What to do>
Answer these questions from the forum thread on diuretics below.
(a) Which diuretic does MIKE_XXL name as the worst, and how does he describe it?
(b) What is the longest period MIKE_XXL would use diuretics, unless they are someone's blood pressure medication?
(c) What dose of Dyazide does MIKE_XXL take, and at what time does he cut water?

Document section>

........

# COMPETITIVE BODYBUILDING - POWERLIFTING - ATHLETICS & SPORTS > COMPETITIVE BODYBUILDING Q & A >  whats a good diuretic?

## ranging1

thought this was best plave to post it since diuretics are essential for competive bodybuilding shows

just wanted to ask what people think is the best diuretic to use

fireguy will prob have good knowledge on this

----------


## MIKE_XXL

For BBing purposes Dyazide or Aldectizide are my favorite, easy to work with and ontrolable results, worst lasix hard to control and unpredictable...

In anycase i would not recomend use of diuretics for any longer then 1-3 days. unless it is someones BP medication.

----------


## ranging1

thanks mate, are the diuretics drastically fast working? or nice and controlable water loss?

----------


## ranging1

also what dosage would u reccomend, to drop few pounds of water (not contest shape, as thats abit to drastic for first time)

appreiate the advice

----------


## alpmaster

At what day do you start taking it? Night before show? 2 days before?

----------


## FireGuy

> At what day do you start taking it? Night before show? 2 days before?


Depends what type you are taking. 

To the OP, if you are only looking to drop a few lbs of water as stated you could get away with an OTC product or just do a mild sodium load/deplete or even raise your potassium levels and manipulate your fluid intake to accomplish this.

----------


## MIKE_XXL

I recomend Friday night 1 hour before cutting of water which for me is 4pm 25-50mg of dyazide and 5pm, cut water.

----------


## ranging1

> Depends what type you are taking. 
> 
> To the OP, if you are only looking to drop a few lbs of water as stated you could get away with an OTC product or just do a mild sodium load/deplete or even raise your potassium levels and manipulate your fluid intake to accomplish this.


okay might do this aswell, thanks mate




> I recomend Friday night 1 hour before cutting of water which for me is 4pm 25-50mg of dyazide and 5pm, cut water.


thanks mate, will do and c how it goes

thanks for the help everyone

----------

........

Record excerpts>
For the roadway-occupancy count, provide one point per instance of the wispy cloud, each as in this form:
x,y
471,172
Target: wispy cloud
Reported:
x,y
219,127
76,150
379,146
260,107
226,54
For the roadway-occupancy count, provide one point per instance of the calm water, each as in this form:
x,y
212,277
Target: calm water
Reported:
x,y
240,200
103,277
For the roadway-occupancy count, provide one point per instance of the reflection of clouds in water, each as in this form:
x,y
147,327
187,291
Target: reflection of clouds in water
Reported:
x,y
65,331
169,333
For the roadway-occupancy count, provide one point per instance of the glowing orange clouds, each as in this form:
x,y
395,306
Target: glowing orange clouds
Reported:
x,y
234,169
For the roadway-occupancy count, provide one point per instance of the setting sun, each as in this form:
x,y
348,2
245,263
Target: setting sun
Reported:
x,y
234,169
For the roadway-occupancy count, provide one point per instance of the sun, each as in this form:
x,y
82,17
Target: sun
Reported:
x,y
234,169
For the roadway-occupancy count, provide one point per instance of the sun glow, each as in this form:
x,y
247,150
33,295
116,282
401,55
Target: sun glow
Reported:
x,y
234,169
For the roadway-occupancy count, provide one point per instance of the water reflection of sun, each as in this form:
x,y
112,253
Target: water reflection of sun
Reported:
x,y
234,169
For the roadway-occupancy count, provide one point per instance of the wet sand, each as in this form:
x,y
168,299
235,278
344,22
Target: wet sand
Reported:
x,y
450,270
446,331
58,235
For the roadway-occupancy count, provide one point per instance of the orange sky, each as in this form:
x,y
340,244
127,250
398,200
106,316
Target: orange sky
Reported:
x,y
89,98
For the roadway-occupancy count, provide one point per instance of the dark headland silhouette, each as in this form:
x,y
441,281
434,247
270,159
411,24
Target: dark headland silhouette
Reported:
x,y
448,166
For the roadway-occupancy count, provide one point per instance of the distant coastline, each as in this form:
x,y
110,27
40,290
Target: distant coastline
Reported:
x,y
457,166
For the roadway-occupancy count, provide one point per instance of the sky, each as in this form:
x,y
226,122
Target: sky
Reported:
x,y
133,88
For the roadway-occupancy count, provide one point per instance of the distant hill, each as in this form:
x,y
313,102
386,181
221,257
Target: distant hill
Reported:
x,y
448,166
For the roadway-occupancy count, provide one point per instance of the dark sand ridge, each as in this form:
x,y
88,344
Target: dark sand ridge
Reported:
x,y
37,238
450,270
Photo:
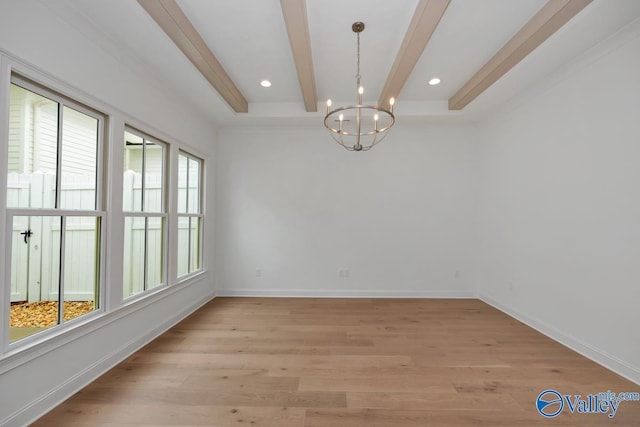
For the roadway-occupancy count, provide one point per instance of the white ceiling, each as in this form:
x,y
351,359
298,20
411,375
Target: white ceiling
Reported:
x,y
249,38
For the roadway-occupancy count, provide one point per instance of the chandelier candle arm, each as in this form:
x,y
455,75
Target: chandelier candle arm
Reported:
x,y
375,120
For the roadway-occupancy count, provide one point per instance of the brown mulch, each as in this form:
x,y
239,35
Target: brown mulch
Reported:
x,y
44,314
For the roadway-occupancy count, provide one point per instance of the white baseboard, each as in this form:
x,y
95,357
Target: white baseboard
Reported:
x,y
64,391
337,293
632,373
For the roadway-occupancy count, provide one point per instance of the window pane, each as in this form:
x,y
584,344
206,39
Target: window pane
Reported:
x,y
32,151
194,186
153,177
35,272
81,261
194,250
182,183
132,179
78,164
133,277
183,246
155,254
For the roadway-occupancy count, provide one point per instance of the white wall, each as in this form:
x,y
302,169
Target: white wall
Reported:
x,y
34,380
297,206
560,206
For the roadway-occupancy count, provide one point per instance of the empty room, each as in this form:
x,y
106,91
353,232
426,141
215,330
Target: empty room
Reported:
x,y
320,213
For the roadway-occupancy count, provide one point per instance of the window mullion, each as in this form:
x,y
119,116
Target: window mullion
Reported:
x,y
59,158
63,228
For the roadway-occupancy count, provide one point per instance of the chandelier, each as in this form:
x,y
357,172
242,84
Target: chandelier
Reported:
x,y
359,127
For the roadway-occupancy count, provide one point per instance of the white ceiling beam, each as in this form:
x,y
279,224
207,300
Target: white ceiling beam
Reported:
x,y
547,21
296,20
424,22
177,26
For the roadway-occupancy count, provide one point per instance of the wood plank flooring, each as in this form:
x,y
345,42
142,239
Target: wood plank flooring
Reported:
x,y
344,362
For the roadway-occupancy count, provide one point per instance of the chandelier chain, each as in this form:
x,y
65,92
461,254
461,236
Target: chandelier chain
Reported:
x,y
358,69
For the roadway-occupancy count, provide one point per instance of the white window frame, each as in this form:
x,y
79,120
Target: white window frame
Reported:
x,y
199,214
166,153
25,81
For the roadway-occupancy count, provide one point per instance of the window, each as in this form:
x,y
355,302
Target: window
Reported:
x,y
54,208
143,201
189,214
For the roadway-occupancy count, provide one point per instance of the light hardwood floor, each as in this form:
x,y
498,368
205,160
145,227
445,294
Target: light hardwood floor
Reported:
x,y
344,362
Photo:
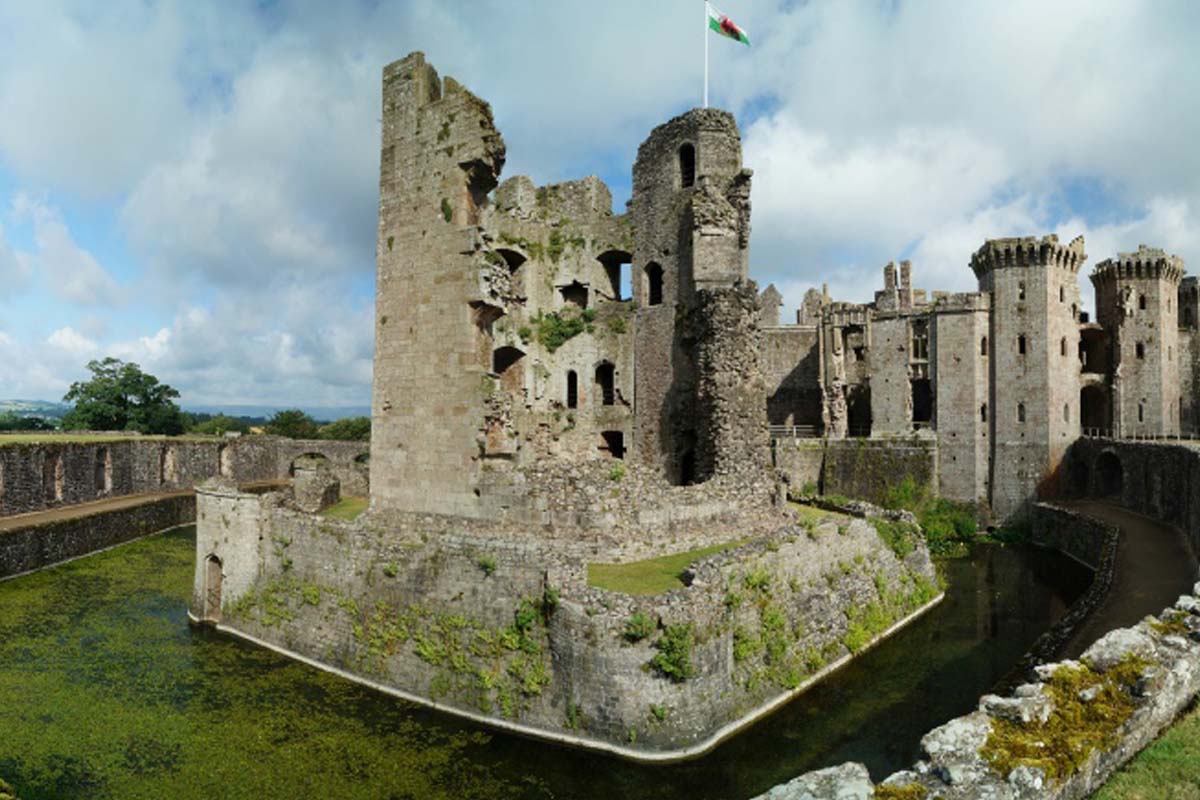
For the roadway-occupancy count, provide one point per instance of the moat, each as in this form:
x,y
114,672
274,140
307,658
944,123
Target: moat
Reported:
x,y
107,692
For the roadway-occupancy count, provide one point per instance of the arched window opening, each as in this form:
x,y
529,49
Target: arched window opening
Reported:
x,y
605,380
687,164
617,268
575,294
613,443
653,284
507,366
573,389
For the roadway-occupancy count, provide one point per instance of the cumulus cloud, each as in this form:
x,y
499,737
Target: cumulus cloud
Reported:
x,y
239,145
67,269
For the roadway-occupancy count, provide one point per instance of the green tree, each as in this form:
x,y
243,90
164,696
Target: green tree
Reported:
x,y
219,425
293,423
351,428
121,397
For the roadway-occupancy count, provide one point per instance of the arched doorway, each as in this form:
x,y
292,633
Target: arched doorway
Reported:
x,y
1111,475
213,577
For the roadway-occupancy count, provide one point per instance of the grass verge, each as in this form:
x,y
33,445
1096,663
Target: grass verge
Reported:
x,y
652,576
346,509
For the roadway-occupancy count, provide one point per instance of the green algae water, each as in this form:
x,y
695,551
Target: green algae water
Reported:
x,y
107,692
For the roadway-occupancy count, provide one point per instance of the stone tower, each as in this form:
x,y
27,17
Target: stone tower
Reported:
x,y
700,397
441,156
1138,302
1033,361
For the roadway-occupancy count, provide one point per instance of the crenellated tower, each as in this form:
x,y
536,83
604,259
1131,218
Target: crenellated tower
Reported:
x,y
1138,301
1033,362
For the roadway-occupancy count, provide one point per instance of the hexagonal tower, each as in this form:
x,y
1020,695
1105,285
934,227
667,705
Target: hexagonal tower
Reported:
x,y
1137,300
441,156
1033,362
691,221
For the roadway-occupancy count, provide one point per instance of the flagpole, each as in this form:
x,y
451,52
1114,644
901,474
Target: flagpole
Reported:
x,y
706,53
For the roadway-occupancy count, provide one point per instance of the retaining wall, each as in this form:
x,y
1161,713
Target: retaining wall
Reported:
x,y
505,629
857,468
24,549
53,474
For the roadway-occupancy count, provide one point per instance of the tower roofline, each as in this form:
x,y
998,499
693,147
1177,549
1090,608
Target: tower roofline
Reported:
x,y
1029,251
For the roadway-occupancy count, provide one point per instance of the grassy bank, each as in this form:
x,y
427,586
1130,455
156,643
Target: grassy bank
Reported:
x,y
652,576
1167,770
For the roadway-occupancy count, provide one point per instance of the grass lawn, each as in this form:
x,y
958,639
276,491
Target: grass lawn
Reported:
x,y
347,509
87,439
814,515
1167,770
652,576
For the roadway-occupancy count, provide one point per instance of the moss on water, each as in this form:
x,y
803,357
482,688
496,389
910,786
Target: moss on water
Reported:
x,y
106,692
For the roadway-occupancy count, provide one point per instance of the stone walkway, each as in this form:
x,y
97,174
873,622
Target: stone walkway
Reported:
x,y
1155,566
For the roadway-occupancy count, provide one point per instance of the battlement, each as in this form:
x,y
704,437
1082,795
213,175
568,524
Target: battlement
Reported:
x,y
1147,263
1029,251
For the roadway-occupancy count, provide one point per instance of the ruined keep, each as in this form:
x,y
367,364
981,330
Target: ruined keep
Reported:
x,y
557,389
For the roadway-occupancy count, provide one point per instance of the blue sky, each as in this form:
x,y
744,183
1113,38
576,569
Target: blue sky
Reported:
x,y
193,185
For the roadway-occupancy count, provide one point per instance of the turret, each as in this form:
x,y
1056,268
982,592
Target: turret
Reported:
x,y
1138,302
1033,361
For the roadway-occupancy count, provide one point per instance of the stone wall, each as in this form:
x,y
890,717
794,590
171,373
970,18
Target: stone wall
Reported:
x,y
1157,479
1123,692
53,474
504,626
34,547
858,468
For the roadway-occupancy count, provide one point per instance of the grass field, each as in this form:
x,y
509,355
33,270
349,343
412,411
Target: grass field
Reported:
x,y
1167,770
347,509
652,576
87,439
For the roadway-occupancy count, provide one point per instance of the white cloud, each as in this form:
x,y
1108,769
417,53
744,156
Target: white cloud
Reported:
x,y
66,269
72,342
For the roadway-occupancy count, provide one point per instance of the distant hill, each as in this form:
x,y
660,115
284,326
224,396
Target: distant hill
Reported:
x,y
34,408
319,413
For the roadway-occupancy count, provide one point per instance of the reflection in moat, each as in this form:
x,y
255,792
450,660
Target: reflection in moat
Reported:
x,y
106,692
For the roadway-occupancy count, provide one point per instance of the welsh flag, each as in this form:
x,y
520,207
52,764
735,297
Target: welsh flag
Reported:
x,y
726,26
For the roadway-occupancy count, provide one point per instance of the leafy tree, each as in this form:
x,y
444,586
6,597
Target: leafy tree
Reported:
x,y
351,428
293,423
121,397
10,421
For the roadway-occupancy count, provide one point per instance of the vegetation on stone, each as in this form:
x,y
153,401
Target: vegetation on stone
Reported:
x,y
673,656
639,626
948,527
1089,709
652,576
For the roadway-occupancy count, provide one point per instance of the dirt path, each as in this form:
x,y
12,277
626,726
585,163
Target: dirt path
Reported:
x,y
1155,566
111,504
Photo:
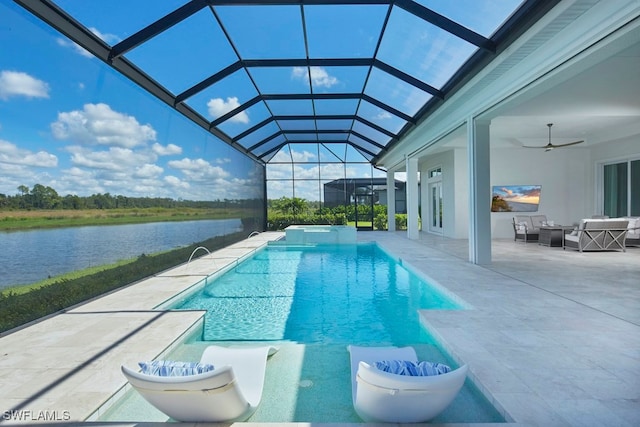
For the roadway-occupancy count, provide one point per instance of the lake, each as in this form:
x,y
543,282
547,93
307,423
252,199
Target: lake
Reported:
x,y
33,255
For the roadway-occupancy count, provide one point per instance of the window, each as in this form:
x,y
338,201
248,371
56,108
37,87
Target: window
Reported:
x,y
621,182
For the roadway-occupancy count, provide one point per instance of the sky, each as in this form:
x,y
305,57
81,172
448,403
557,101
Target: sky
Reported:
x,y
70,122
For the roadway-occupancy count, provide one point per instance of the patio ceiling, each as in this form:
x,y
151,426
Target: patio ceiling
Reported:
x,y
261,75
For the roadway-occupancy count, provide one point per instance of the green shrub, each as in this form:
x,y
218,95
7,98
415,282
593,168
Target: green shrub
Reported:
x,y
401,221
380,222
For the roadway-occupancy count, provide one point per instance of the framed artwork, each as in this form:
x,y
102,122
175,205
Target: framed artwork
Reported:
x,y
515,198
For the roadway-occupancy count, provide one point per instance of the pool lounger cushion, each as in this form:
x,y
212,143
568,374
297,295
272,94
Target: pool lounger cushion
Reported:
x,y
410,368
169,368
230,392
380,396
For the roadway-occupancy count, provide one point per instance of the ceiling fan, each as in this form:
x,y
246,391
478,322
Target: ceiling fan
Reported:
x,y
551,146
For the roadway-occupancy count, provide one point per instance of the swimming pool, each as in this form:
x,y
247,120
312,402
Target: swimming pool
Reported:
x,y
312,301
350,294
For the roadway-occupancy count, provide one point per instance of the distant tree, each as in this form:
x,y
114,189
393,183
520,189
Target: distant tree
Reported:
x,y
44,197
290,205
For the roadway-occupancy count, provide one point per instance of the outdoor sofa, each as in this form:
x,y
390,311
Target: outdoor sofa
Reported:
x,y
598,235
633,231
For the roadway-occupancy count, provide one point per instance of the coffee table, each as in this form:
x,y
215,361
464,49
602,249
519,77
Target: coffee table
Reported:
x,y
553,235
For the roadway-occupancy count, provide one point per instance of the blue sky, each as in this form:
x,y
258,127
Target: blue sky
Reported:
x,y
70,122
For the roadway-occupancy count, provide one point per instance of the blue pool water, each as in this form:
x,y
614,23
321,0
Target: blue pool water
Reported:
x,y
329,294
311,302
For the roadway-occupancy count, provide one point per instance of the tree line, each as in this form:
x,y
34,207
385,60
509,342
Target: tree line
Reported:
x,y
42,197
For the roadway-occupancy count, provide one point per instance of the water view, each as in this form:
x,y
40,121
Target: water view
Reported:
x,y
30,256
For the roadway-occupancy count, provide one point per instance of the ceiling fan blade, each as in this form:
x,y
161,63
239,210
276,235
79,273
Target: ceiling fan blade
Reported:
x,y
566,145
548,146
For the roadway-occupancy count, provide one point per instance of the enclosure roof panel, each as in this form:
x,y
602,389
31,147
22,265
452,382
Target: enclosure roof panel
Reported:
x,y
266,75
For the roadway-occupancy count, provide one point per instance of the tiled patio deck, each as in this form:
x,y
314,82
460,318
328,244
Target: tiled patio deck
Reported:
x,y
553,336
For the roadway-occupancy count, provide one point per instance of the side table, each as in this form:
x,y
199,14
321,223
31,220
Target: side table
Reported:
x,y
553,235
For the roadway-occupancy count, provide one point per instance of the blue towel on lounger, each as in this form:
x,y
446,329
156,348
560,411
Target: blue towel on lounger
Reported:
x,y
414,369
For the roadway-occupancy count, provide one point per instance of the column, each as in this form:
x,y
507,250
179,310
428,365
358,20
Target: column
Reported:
x,y
479,191
413,231
391,200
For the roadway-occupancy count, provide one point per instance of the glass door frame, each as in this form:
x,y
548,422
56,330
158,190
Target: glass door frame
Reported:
x,y
435,200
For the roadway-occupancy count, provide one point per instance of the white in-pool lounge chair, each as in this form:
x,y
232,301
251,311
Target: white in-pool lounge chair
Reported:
x,y
230,392
380,396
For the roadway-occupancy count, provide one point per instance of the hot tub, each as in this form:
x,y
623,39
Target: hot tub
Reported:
x,y
304,234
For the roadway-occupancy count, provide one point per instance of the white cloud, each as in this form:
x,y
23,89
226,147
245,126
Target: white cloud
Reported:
x,y
11,154
383,115
16,83
148,171
175,182
114,159
219,107
319,76
168,150
98,124
199,169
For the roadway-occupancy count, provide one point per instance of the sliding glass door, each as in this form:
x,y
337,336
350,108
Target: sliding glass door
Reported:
x,y
621,189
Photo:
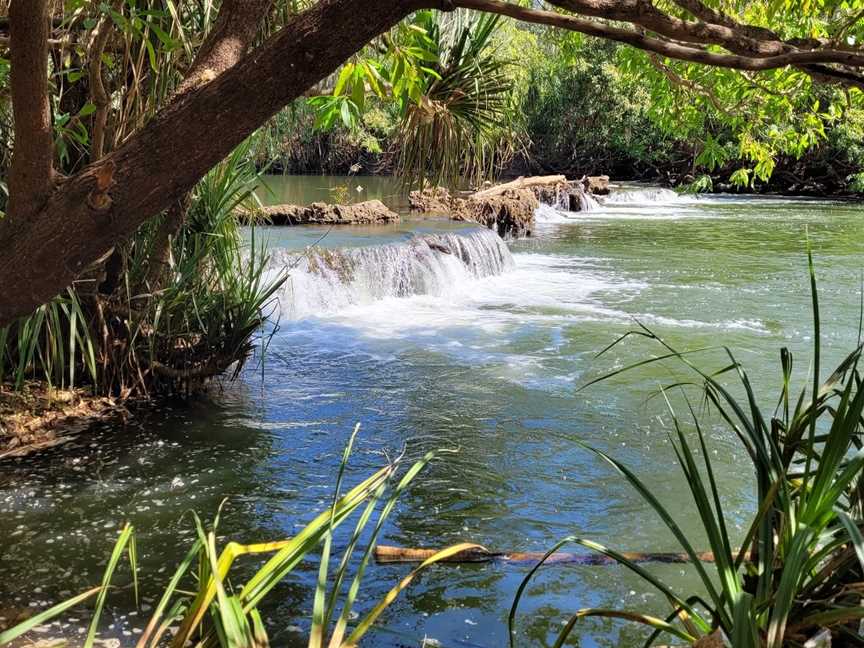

........

Result of this exercise>
(a) Lasix, which he calls hard to control and unpredictable.
(b) 1–3 days.
(c) 25–50mg, and he cuts water at 5pm.